SET OF TASKS:
**A)** According to the passage on college costs, what percentage of Vanderbilt students will pay the full list price?
**B)** From the passage on college costs, set down word for word the part starting with "To put these" and going on through "undergraduate is $119,000.".
**C)** For each statement below, decide whether the passage on college costs supports it, answering yes or no and quoting the deciding words. (i) The College Board's average 2023-24 list price for tuition, fees, housing and food at private and nonprofit four-year schools was $56,190. (ii) Vanderbilt administrators met with the New York Times to provide a breakdown of its costs. (iii) Williams College says it spends roughly $50,000 less per student than its list price.

READING PASSAGE:
★ ★ ★ ★ ★
Today’s New York Times reported that Vanderbilt University will charge some students nearly $100,000 in total expenses for the 2024-2025 school year. Other schools are expected to follow Vanderbilt over the next few years. Unfortunately, Vanderbilt was unwilling to discuss why costs have risen so much.

One letter to a newly admitted Vanderbilt University engineering student showed an all-in price — room, board, personal expenses, a high-octane laptop — of $98,426.

Fortunately, only 35% of Vanderbilt students will pay the full list price. The others will get a discount.

According to the College Board, the average 2023-24 list price for tuition, fees, housing and food was $56,190 at private and nonprofit four-year schools. At four-year public colleges, in-state students saw an average $24,030 sticker price.

Both private colleges and four-year public colleges provide significant grant aid to cover tuition and fees. However, this does not cover living expenses which can be extremely expensive.

To put these costs in perspective, my costs to attend the University of Texas (1962-1966) was less than $1,500 per year. My out of state costs at the University of Michigan (1966-1968) was under $2,000.

Vanderbilt provides discounts and very generous financial aid to its students. It announced that families with incomes of $150,000 or less would pay no tuition in most instances.

$100,000 does not cover the average cost of educating a student. Williams College says it spends roughly $50,000 more per student than its list price. According to Vanderbilt, its spending per undergraduate is $119,000.

Vanderbilt administrators would not meet with the New York Times to provide a breakdown of its costs. In fiscal year 2023, 52% of its operating expenses went to faculty, staff, student salaries, plus fringe benefits.

Robert B. Archibald and David H. Feldman, two academics who wrote “Why Does College Cost So Much?,” explained in their book why labor costs are so tricky at these institutions.
★ ★ ★ ★ ★
SOURCE INFORMATION:

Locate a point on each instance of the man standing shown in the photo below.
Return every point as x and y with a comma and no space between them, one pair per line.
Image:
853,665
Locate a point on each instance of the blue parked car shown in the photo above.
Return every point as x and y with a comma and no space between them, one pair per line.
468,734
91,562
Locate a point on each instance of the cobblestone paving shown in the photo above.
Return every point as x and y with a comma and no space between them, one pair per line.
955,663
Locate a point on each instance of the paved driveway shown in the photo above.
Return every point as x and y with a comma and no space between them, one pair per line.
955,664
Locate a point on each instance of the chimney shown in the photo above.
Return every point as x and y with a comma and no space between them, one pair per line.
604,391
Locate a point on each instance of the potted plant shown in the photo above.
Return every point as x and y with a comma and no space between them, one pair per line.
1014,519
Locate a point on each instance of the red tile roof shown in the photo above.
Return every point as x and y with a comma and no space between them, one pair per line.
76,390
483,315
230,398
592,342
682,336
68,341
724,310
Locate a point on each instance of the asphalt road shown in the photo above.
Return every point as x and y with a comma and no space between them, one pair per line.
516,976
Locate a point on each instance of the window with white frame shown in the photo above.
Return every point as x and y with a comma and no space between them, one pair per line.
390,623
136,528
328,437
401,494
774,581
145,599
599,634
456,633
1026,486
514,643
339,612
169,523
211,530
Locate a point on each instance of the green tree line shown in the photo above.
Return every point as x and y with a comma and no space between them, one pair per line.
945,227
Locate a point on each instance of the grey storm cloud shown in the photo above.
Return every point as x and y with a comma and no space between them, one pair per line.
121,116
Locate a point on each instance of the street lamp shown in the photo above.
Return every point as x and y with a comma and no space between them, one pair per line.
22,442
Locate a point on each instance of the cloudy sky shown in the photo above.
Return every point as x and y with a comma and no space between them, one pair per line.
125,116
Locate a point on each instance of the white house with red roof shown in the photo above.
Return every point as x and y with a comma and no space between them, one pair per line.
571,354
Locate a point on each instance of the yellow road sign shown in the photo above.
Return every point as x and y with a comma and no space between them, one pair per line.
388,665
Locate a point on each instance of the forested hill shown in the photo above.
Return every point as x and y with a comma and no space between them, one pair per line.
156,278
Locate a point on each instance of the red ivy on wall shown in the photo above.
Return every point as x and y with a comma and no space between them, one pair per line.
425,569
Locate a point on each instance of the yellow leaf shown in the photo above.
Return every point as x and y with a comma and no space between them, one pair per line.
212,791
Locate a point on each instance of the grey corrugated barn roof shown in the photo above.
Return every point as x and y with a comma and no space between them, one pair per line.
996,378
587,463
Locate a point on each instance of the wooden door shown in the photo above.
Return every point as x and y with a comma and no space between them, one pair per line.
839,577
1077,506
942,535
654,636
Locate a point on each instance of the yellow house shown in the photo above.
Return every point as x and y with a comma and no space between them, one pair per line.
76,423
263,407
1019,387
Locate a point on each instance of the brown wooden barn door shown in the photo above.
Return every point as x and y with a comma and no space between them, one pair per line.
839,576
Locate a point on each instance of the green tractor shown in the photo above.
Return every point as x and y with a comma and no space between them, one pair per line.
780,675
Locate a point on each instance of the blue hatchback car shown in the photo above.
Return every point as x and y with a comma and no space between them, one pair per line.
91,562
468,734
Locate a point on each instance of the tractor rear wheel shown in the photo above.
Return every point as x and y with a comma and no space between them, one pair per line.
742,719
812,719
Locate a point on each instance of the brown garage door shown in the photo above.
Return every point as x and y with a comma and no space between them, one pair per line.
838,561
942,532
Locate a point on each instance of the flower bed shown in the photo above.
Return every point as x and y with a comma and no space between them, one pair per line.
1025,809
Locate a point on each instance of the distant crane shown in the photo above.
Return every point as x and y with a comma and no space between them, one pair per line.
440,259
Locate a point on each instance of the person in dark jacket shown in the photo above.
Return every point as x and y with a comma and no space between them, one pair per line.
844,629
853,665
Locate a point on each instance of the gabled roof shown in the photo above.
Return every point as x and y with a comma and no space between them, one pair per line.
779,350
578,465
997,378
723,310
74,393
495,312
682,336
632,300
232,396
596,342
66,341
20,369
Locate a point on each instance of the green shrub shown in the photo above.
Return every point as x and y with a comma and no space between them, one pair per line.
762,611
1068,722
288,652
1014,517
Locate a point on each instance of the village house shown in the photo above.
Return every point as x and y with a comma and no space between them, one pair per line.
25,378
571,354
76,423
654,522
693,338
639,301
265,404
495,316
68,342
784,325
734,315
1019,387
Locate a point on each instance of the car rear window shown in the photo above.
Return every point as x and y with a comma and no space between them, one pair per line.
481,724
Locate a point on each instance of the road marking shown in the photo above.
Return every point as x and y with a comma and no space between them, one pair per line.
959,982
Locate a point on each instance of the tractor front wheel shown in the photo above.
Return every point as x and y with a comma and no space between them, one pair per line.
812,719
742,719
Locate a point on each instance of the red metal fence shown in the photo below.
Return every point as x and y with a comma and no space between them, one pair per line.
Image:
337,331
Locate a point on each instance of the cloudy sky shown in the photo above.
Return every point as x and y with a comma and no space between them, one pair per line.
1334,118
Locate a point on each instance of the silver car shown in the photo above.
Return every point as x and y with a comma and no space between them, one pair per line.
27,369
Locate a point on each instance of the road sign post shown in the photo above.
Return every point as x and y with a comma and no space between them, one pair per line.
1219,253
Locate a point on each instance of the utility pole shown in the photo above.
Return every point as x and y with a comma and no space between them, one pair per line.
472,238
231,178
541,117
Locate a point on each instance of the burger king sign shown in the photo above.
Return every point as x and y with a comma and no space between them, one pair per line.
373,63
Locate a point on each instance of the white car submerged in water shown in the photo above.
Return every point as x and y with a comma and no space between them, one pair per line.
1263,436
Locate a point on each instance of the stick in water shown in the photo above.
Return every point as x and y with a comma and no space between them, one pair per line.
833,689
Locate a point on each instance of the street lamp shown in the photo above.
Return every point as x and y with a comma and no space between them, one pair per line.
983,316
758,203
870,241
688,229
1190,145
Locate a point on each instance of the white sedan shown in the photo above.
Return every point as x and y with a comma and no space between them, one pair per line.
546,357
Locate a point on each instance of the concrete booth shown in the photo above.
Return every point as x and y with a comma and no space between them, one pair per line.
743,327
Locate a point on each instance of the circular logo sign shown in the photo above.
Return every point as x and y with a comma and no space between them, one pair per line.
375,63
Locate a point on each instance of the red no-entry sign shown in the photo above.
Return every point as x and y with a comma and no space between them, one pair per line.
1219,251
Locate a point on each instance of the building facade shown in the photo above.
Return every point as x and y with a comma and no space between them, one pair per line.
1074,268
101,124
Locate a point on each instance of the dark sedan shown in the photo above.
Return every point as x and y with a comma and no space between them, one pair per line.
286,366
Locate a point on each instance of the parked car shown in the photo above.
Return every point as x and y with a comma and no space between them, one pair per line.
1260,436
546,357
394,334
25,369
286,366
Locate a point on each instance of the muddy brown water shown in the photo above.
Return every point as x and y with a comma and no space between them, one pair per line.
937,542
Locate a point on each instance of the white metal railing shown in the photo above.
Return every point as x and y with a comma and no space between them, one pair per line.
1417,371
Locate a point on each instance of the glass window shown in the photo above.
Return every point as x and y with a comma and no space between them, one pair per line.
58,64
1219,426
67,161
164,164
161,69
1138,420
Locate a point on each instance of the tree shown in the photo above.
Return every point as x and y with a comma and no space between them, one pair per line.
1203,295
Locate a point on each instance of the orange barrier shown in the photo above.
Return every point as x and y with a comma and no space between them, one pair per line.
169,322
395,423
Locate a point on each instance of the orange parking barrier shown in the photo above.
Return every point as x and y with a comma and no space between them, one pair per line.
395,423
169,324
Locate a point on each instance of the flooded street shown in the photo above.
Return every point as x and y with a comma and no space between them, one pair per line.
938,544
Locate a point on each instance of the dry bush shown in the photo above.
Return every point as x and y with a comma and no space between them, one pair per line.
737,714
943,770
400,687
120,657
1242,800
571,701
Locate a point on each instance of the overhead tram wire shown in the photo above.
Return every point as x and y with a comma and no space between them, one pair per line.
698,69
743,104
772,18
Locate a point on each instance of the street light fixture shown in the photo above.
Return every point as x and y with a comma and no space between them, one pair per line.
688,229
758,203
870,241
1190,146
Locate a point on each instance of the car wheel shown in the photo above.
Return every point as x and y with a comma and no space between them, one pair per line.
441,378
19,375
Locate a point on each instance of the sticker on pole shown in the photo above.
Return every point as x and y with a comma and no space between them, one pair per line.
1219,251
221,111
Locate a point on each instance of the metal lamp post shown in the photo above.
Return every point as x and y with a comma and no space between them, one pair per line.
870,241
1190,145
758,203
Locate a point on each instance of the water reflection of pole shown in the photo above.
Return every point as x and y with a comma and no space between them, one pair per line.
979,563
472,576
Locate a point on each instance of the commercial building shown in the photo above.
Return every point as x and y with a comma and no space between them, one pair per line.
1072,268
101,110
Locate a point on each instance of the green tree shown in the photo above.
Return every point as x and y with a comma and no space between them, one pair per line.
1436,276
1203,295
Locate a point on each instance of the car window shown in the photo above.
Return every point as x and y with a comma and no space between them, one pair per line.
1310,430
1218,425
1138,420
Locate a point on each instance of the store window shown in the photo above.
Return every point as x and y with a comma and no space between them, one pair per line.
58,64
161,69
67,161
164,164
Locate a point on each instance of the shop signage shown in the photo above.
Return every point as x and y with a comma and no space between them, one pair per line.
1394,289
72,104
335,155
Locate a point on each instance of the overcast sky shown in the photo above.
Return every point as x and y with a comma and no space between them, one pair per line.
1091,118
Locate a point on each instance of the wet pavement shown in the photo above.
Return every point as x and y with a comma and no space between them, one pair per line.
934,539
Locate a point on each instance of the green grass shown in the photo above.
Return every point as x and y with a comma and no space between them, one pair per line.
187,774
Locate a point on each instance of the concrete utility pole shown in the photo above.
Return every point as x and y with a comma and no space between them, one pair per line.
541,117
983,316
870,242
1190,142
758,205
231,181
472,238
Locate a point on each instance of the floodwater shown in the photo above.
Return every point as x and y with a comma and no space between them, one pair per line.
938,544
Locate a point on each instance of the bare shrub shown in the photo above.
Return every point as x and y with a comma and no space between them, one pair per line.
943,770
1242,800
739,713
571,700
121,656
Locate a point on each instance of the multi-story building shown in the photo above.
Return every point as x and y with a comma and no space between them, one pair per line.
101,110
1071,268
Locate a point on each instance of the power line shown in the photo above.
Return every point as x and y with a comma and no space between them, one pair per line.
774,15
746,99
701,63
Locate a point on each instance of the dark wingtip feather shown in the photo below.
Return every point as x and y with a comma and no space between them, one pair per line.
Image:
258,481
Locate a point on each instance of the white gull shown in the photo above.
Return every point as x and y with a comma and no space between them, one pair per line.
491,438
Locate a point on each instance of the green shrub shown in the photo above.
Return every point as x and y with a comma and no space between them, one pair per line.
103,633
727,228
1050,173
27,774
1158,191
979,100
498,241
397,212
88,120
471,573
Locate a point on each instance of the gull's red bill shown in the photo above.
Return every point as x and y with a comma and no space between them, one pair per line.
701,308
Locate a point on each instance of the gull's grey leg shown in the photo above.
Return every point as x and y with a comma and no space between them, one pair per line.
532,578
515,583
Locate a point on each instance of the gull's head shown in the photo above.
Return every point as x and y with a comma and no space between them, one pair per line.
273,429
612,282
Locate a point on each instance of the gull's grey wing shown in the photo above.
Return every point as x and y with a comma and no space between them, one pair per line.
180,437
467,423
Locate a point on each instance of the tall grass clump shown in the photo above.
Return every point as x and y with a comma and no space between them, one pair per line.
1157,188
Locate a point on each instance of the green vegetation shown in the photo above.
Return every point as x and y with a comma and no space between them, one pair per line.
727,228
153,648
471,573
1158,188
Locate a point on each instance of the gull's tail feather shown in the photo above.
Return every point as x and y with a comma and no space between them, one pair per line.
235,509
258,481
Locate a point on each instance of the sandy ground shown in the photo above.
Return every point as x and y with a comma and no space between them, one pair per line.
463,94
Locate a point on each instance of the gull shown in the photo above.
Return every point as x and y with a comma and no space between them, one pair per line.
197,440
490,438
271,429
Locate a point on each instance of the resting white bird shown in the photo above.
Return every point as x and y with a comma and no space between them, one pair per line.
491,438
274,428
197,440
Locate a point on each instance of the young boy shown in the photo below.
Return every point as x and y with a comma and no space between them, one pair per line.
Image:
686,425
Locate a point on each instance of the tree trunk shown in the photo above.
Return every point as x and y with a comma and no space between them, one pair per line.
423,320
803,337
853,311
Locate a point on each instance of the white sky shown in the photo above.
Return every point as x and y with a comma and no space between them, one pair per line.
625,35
★ ★ ★ ★ ★
SOLUTIONS TO THE TASKS:
**A)** 35%

**B)**
To put these costs in perspective, my costs to attend the University of Texas (1962-1966) was less than $1,500 per year. My out of state costs at the University of Michigan (1966-1968) was under $2,000.

Vanderbilt provides discounts and very generous financial aid to its students. It announced that families with incomes of $150,000 or less would pay no tuition in most instances.

$100,000 does not cover the average cost of educating a student. Williams College says it spends roughly $50,000 more per student than its list price. According to Vanderbilt, its spending per undergraduate is $119,000.

**C)**
(i) Yes: "According to the College Board, the average 2023-24 list price for tuition, fees, housing and food was $56,190 at private and nonprofit four-year schools."
(ii) No: "Vanderbilt administrators would not meet with the New York Times to provide a breakdown of its costs."
(iii) No: "Williams College says it spends roughly $50,000 more per student than its list price."